-- What you will do --
a) In the article about the Silicon Valley light sources meeting, rewrite the paragraph beginning "On Monday, September 24" as a short bulleted list that keeps its main facts.
b) Transcribe the passage of the article about the Silicon Valley light sources meeting between "- Plexxikon—a Berkeley-based" and "melanoma (skin cancer).", inclusive.
c) Pick up the article about the Silicon Valley light sources meeting after its final sentence and continue it.

-- Extract provided --
-.-.-
On Monday, September 24, the Silicon Valley Leadership Group (SVLG) hosted a meeting to introduce its members to the area’s light sources and how they help advance innovation and promote economic competitiveness. The event was sponsored by Congresswomen Zoe Lofgren and Anna Eshoo together with Berkeley Lab (LBNL) and SLAC National Accelerator Laboratory. The idea for the event arose from a discussion a few months ago between Berkeley Lab Director Paul Alivisatos and Congresswoman Lofgren about light sources and the Next Generation Light Source (NGLS).
In their original invitation to the SVLG, Lofgren and Eshoo wrote, “There is a great deal of excitement about the ongoing development of a fourth generation light source at LBNL, and the success of the one recently built at SLAC. These new light sources allow for an even faster, brighter and clearer picture than anywhere else in the world.” The SVLG pointed out that many Fortune 500 companies as well as small businesses and start-ups already use these facilites and listed a few examples:
- The Bay Area Photovoltaic Consortium—an industry-supported program that counts GE, DuPont, Bosch, and Corning among its members—is working with Berkeley Lab, SLAC, and other institutions to develop advanced solar energy technologies.
- SEMATECH, a semiconductor consortium of industry leaders including Intel, IBM, GLOBALFOUNDRIES, HP, National Semiconductor, Micron, Dow, and others, has partnered with Berkeley Lab’s Center for X-Ray Optics to develop world-leading research and development infrastructure to study extreme ultraviolet lithography to accelerate feature size scaling to continue to drive the tremendous growth and progress enjoyed by the semiconductor industry over the past 50 years.
- General Electric’s “Durathon” sodium metal halide battery breakthrough required the use of light sources allowing them to understand the internal chemistry of a battery in real-time.
- Plexxikon—a Berkeley-based drug company—used Berkeley Lab’s and SLAC’s light sources to create a drug designed to disrupt malignant melanoma (skin cancer).
-.-.-
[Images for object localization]
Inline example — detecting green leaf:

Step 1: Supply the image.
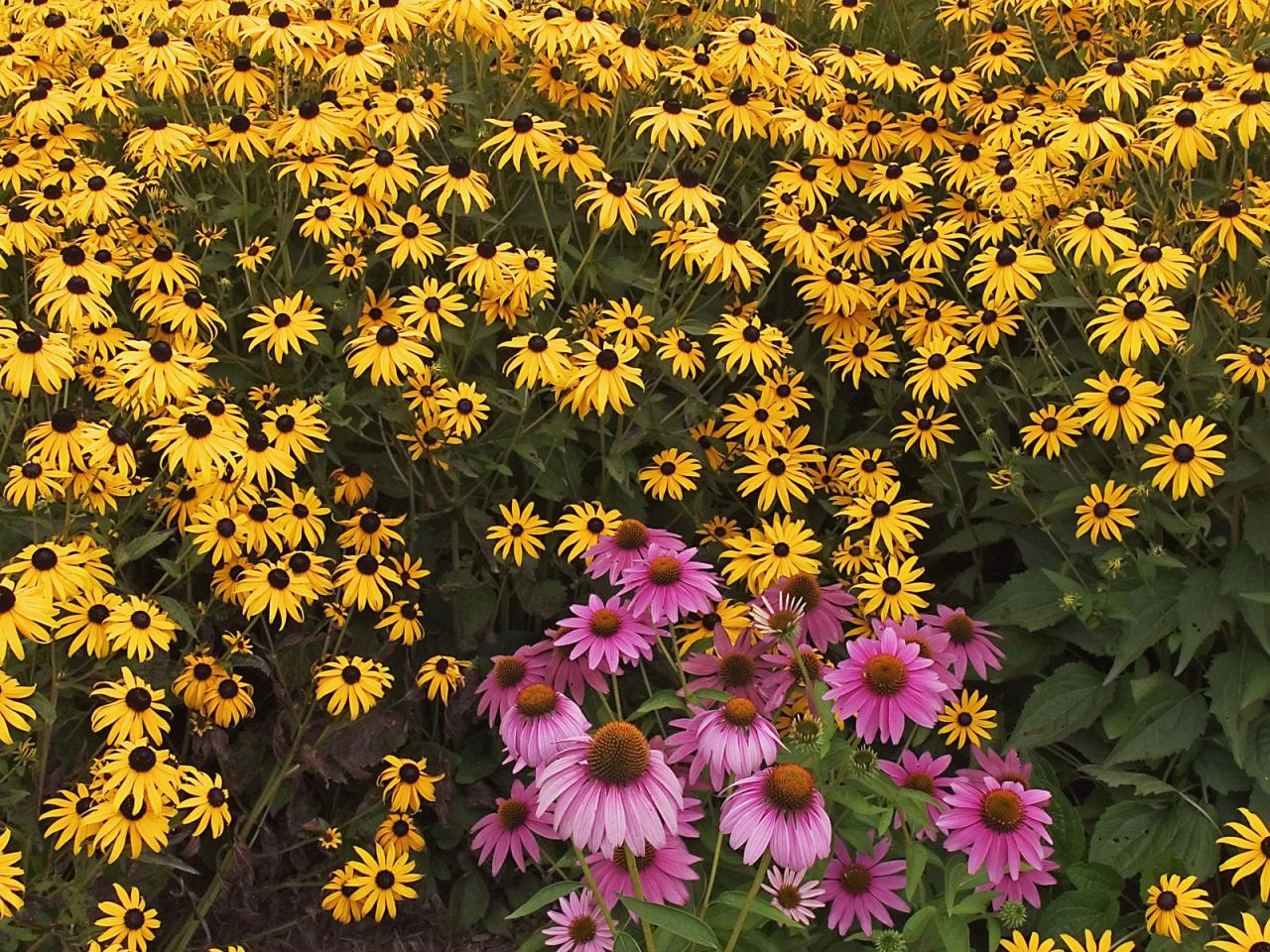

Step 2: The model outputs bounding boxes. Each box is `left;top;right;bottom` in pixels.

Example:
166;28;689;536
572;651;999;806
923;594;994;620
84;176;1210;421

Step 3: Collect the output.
-.-.-
-- Responses in order --
a)
- On Monday, September 24, the Silicon Valley Leadership Group (SVLG) held a meeting to introduce its members to the area's light sources and how they advance innovation and economic competitiveness.
- Congresswomen Zoe Lofgren and Anna Eshoo sponsored the event with Berkeley Lab (LBNL) and SLAC National Accelerator Laboratory.
- The idea came from a discussion a few months earlier between Berkeley Lab Director Paul Alivisatos and Congresswoman Lofgren about light sources and the Next Generation Light Source (NGLS).

b)
- Plexxikon—a Berkeley-based drug company—used Berkeley Lab’s and SLAC’s light sources to create a drug designed to disrupt malignant melanoma (skin cancer).

c)
- Gilead—another Bay Area biotech company—utilized the ALS and SLAC’s SSRL to solve more than a hundred crystal structures to help in the development of HIV therapies.
- Roche, the Swiss pharmaceutical giant, used SSRL to help refine HIV drugs to thwart resistance.
- Additional companies working with the ALS and SSRL include Amgen, Applied Materials, Genentech, Hitachi Global Storage, Northrup Grumman, Saint-Goban, and Schlumberger.
The SVLG was founded in 1978 by David Packard of Hewlett-Packard and represents more than 375 of Silicon Valley’s most respected employers. Leadership Group members collectively provide nearly one of every three private sector jobs in Silicon Valley and contribute more than $3 trillion to the worldwide economy.The two Congresswomen kicked off Monday’s meeting with “A Washington Perspective: The Value of National Laboratories to America’s International Competitiveness.” Alivisatos and SLAC Director Persis Drell then gave brief introductions to their respective facilities, followed by a high-energy round-table discussion led by current light-source users from various industries involved in pharmaceutical, semiconductor, battery, and photovoltaic research. Also in attendance representing Berkeley Lab were ALS Director Roger Falcone, ALS User Services Leader Sue Bailey, Ken Goldberg of the Center for X-Ray Optics, and Don Medley, head of Berkeley Lab’s Federal Government Relations Office.